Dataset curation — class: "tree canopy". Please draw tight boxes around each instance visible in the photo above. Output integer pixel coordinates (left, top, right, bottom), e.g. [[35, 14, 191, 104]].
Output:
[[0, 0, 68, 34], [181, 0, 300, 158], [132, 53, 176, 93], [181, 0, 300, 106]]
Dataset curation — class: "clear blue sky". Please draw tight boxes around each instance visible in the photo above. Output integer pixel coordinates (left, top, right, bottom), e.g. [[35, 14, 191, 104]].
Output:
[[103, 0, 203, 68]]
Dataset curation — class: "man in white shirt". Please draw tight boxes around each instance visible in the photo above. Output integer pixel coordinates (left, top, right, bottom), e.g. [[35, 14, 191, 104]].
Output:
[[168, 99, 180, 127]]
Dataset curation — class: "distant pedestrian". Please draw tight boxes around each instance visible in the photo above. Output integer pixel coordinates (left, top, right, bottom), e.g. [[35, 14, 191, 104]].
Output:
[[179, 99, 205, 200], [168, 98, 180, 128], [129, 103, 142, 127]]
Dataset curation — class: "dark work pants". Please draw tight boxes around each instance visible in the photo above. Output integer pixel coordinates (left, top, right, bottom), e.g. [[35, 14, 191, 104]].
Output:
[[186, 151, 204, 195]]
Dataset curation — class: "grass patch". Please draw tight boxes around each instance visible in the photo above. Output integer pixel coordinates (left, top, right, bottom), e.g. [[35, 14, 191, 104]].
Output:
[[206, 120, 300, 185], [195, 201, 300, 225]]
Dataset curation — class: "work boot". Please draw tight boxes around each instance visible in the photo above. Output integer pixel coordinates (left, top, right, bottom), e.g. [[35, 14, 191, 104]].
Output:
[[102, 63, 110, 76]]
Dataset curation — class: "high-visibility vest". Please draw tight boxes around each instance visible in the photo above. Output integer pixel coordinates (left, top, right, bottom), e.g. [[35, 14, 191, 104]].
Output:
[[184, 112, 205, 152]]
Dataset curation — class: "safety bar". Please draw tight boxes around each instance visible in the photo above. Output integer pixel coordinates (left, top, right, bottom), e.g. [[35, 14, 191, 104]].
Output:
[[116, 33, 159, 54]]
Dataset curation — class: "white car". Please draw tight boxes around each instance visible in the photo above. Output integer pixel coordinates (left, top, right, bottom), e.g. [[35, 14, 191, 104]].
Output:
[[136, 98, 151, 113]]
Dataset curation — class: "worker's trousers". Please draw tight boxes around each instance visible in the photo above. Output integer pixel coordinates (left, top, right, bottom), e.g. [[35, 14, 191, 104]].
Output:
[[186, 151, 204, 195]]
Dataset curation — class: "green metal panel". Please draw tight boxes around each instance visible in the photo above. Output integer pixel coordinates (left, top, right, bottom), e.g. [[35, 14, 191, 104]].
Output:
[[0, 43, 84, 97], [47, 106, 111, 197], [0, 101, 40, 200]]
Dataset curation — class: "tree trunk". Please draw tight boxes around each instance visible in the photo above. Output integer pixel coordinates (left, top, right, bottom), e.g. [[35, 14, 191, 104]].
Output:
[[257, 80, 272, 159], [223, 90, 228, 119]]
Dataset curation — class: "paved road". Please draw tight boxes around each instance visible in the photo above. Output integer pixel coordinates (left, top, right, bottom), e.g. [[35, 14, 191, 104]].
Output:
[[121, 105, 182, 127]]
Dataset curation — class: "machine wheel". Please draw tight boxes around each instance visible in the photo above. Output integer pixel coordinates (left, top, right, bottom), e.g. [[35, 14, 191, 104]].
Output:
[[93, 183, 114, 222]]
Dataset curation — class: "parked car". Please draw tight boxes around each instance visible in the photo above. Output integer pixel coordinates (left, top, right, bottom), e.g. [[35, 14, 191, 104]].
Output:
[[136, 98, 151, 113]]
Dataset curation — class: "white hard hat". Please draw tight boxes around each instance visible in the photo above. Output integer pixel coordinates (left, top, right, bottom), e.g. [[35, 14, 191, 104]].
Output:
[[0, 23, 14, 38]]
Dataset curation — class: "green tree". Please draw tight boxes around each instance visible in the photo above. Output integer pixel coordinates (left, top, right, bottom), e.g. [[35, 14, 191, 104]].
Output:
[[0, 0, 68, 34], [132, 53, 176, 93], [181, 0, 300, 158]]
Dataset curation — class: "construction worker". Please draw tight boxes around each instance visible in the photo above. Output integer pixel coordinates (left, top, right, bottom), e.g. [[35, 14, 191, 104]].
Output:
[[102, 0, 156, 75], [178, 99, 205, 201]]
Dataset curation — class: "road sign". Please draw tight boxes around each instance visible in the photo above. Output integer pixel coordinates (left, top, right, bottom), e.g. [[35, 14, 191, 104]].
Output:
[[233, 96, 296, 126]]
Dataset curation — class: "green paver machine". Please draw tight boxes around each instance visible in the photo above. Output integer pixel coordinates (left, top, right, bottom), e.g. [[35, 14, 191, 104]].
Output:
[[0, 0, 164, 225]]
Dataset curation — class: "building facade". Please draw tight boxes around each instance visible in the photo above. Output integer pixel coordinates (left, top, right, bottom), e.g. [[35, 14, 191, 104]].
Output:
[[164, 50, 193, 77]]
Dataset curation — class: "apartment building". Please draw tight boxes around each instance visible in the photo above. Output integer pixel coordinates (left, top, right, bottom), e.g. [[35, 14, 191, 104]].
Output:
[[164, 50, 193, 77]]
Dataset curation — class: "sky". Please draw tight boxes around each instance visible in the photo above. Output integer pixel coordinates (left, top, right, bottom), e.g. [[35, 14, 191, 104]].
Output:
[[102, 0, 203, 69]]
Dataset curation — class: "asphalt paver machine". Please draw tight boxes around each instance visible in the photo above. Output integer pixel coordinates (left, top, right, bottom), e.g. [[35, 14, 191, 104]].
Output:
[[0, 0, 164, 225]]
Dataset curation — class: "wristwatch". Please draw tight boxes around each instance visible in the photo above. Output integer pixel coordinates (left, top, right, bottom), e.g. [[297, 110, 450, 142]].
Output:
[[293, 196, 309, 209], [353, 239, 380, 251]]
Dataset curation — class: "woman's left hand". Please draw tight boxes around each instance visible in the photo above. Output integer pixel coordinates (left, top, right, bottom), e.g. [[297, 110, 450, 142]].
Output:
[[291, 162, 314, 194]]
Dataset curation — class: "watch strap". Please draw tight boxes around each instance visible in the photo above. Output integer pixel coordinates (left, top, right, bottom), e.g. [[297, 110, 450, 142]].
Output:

◇ ◇ ◇ ◇ ◇ ◇ ◇

EXERCISE REQUIREMENTS →
Write every line of the material above again, exactly.

ANSWER TO THE EXERCISE →
Dataset curation — class: "tree canopy". Please draw tight boxes around each instance visible in the photo above. Output integer pixel coordinates (left, top, right, bottom), e.g. [[35, 14, 191, 104]].
Output:
[[0, 0, 68, 34], [181, 0, 300, 158], [132, 53, 176, 93], [181, 0, 300, 106]]
Dataset curation — class: "clear blue sky". Please draw tight boxes around each instance visible in the photo above. Output integer pixel coordinates (left, top, right, bottom), e.g. [[35, 14, 191, 104]].
Output:
[[103, 0, 203, 68]]
Dataset curation — class: "man in white shirt". Please draw tight boxes around each instance visible in the photo above. Output integer pixel coordinates (left, top, right, bottom), e.g. [[35, 14, 191, 104]].
Output:
[[168, 99, 180, 127]]
Dataset curation — class: "distant pedestrian". Please draw tight boxes around each instance visible in the photo above. Output integer pixel coordinates (left, top, right, bottom), e.g. [[35, 14, 191, 104]].
Output:
[[179, 99, 205, 200], [168, 98, 180, 128], [129, 103, 142, 127]]
Dataset curation — class: "dark work pants". Please draw tight boxes around each instance visible in the photo above. Output integer pixel coordinates (left, top, right, bottom), e.g. [[35, 14, 191, 104]].
Output:
[[186, 151, 204, 195]]
Dataset curation — class: "grass patch". Please draw tight boxes around each instance visible in the photo above. Output integer pixel coordinates (left, top, right, bottom), e.g. [[35, 14, 191, 104]].
Output:
[[206, 120, 300, 185], [195, 201, 300, 225]]
Dataset curation — class: "work boot". Please draw tight boxes around each instance visible in the photo above. Output integer pixel coordinates (left, top, right, bottom), e.g. [[35, 14, 191, 104]].
Output:
[[102, 63, 110, 76]]
Dataset curation — class: "high-visibility vest". Please draw tight boxes around each instance visible in the photo above. Output integer pixel coordinates (left, top, right, bottom), e.g. [[35, 14, 191, 104]].
Output:
[[184, 112, 205, 152]]
Dataset curation — class: "safety bar". Please draw tight boxes around each instance visible in the photo above. Output integer pixel coordinates (left, top, right, bottom), e.g. [[35, 14, 191, 104]].
Output:
[[116, 33, 159, 54]]
Dataset curation — class: "white car". Please draw tight boxes around each instance visible in the photo above. Output integer pixel coordinates (left, top, right, bottom), e.g. [[35, 14, 191, 104]].
Output:
[[136, 98, 151, 113]]
Dataset curation — class: "worker's trousers". Please draw tight boxes around each instance visible in the photo above. Output integer pixel coordinates (left, top, right, bottom), e.g. [[35, 14, 191, 104]].
Output:
[[186, 151, 204, 195]]
Dataset curation — class: "green metal panel". Please draw tight boxes around each instance visible in the photo above. Output integer pixel coordinates (left, top, right, bottom), e.g. [[35, 14, 191, 104]].
Output:
[[0, 43, 84, 97], [47, 106, 111, 197], [0, 101, 40, 200]]
Dataset curation — class: "tree trunk". Please draw tight boxes around each instance visible in the photo above. Output integer pixel coordinates (left, top, right, bottom), e.g. [[35, 14, 191, 104]].
Output:
[[257, 80, 272, 159], [223, 90, 228, 119]]
Dataset curation — class: "paved road". Please draw tight boxes around each instance visible in the photo above. Output integer pixel coordinates (left, top, right, bottom), e.g. [[35, 14, 191, 104]].
Output:
[[121, 105, 182, 127]]
Dataset curation — class: "machine wheel". Please draw tight boxes around each instance visible in the photo above. Output integer pixel coordinates (left, top, right, bottom), e.g. [[35, 14, 191, 104]].
Output:
[[93, 183, 114, 222]]
Dataset curation — class: "parked car". Please draw tight boxes around each instance visible in the photo above. Output integer pixel coordinates (left, top, right, bottom), e.g. [[35, 14, 191, 104]].
Output:
[[136, 98, 151, 113]]
Dataset curation — class: "white hard hat". Please draw tight boxes around each instance visible in the photo above. Output integer pixel coordinates (left, top, right, bottom), e.g. [[35, 14, 191, 104]].
Output:
[[0, 23, 14, 38]]
Dataset curation — class: "green tree". Please draw tight boxes around each instance visible in the photo above. Output integer pixel coordinates (left, top, right, bottom), e.g. [[35, 14, 191, 104]].
Output:
[[0, 0, 68, 34], [132, 53, 176, 93], [181, 0, 300, 158]]
Dataset curation — class: "construction worker". Please draw tight boxes around each instance visible in the photo above. Output integer pixel coordinates (left, top, right, bottom), e.g. [[35, 14, 191, 104]].
Output:
[[102, 0, 156, 75], [178, 99, 205, 201]]
Dataset curation — class: "road sign". Please draw tight boxes around each instance visible in the photo above. Output integer pixel coordinates (left, top, right, bottom), e.g. [[35, 14, 191, 104]].
Output:
[[233, 96, 296, 126]]
Dataset curation — class: "green paver machine". Please draw tight boxes around each instance visible in the photo above. Output integer pixel coordinates (left, top, right, bottom), e.g. [[35, 14, 191, 104]].
Output:
[[0, 0, 164, 225]]
Dataset curation — class: "building facade". Please draw tight boxes around each instance visible in the photo above. Output integer pixel coordinates (left, top, right, bottom), e.g. [[35, 14, 191, 104]].
Output:
[[164, 50, 193, 77]]
Dataset curation — class: "apartment building". Please draw tight boxes around each instance visible in the photo above. Output integer pixel coordinates (left, top, right, bottom), e.g. [[35, 14, 191, 104]].
Output:
[[164, 50, 193, 77]]
Dataset curation — class: "sky". Please draw tight boxes around each instance visible in the photo above. Output integer pixel coordinates (left, top, right, bottom), e.g. [[35, 14, 191, 104]].
Output:
[[102, 0, 203, 69]]
Dataset curation — class: "asphalt paver machine". Please draw tight boxes around each instance visible in the photo above. Output integer pixel coordinates (left, top, right, bottom), e.g. [[35, 14, 191, 104]].
Output:
[[0, 0, 164, 225]]
Dataset curation — class: "wristwatch". Please draw tight boxes around each instance visible in the photo above. Output integer pixel coordinates (left, top, right, bottom), e.g. [[297, 110, 450, 142]].
Output:
[[293, 196, 309, 209], [353, 239, 380, 251]]
Dataset curation — class: "woman's left hand". Please draw tight boxes around each instance visible in the photo above. Output integer pixel coordinates (left, top, right, bottom), e.g. [[297, 110, 450, 142]].
Output:
[[291, 162, 314, 194]]
Dataset curation — class: "watch strap". Please draw tight boxes around each instance visible in the photo above. Output integer pixel coordinates (left, top, right, bottom), e.g. [[297, 110, 450, 142]].
Output:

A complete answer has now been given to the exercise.